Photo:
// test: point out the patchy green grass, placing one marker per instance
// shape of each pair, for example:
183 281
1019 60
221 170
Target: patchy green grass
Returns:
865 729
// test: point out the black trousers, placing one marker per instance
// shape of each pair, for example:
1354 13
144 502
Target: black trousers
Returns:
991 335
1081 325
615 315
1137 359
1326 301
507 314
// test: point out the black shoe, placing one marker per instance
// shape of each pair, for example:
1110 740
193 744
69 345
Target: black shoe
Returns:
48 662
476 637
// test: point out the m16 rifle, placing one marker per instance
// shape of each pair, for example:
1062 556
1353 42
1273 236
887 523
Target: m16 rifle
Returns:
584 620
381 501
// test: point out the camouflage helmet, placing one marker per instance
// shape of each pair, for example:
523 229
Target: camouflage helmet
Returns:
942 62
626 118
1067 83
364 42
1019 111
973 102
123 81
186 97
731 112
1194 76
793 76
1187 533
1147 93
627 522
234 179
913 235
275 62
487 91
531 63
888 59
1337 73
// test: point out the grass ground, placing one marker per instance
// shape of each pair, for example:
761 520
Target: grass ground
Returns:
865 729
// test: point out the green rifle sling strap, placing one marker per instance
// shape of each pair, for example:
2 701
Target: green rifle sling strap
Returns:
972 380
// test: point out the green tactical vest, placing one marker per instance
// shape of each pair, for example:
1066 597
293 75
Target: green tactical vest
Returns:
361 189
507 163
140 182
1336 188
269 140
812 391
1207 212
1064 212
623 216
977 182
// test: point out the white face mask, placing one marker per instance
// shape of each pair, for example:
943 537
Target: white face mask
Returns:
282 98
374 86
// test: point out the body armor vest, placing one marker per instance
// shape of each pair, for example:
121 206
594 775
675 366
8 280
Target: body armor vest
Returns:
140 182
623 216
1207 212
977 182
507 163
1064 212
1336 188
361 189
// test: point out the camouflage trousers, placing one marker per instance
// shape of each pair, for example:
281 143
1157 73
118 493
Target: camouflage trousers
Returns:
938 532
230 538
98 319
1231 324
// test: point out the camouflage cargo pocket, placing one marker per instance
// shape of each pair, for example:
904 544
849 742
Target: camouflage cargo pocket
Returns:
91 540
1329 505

--

### WORK INSTRUCTIONS
Word for word, repeat every entry listed above.

### TASK RESULT
Photo:
// test: point out the patchy green grass, placing one marker per instance
// shape of each pair, for example:
183 281
1019 60
221 170
Target: patchy green grass
Returns:
865 729
// test: point out the black trousers, placing one marker per instance
// shape of each pair, for example:
1354 13
144 502
Target: black trousers
Returns:
991 335
1081 325
615 315
1137 359
1326 301
507 314
// test: point out the black shoe, placing one marker per instance
// shape of each pair, for example:
1110 740
193 744
69 345
Target: black shoe
Returns:
48 662
476 637
// test: point out the m16 rifle, placing one marker per instance
// shape of each pair, for example:
1062 556
1353 42
1273 236
887 523
Target: m16 rifle
Returns:
584 620
381 501
// test: point out the camouflage helmet, placing one marker per instance
// shape of each pair, for example:
523 229
Target: camouflage helmet
Returns:
942 62
626 118
1067 83
364 42
1019 111
973 102
123 81
186 97
731 112
1194 76
793 76
1187 533
1147 93
627 522
234 179
913 235
275 62
487 91
531 63
888 59
1337 73
// test: point out the grass ground, placing one marker per instance
// shape of each pair, for example:
761 520
Target: grass ground
Returns:
865 729
// test: point out the green rifle sling strap, placing one marker per instance
// shape of each pair, for example:
2 701
Target: green rifle sling strap
Returns:
972 380
// test: point out the green tactical vest, placing one marker per instance
// shape of each pair, for example:
1066 597
293 75
Target: green tactical vest
Returns:
361 189
507 163
140 182
1336 188
269 140
812 391
1207 212
1064 212
623 216
977 182
// test: point out the white face mask, placing one marker per instance
// shape of each pair, for example:
943 537
Target: white face mask
Returns:
282 98
374 86
// test: point out the body armor vest, placing one marker per instance
// shape of each pair, for example:
121 206
594 775
675 366
8 280
Target: body armor vest
Returns:
140 182
623 216
1207 212
977 182
507 163
1064 212
1336 188
361 189
// test: point out the camouflage trousers, placing one marker per instance
// shape of each pair, for example:
281 143
1157 73
118 493
Target: camouflage trousers
Returns:
938 532
230 538
98 319
1231 324
// test: point out the camouflage cargo pocket, placing one marker per instance
// shape of each pair, for example:
904 544
849 742
Target: camouflage cargo pocket
Returns:
91 540
1329 505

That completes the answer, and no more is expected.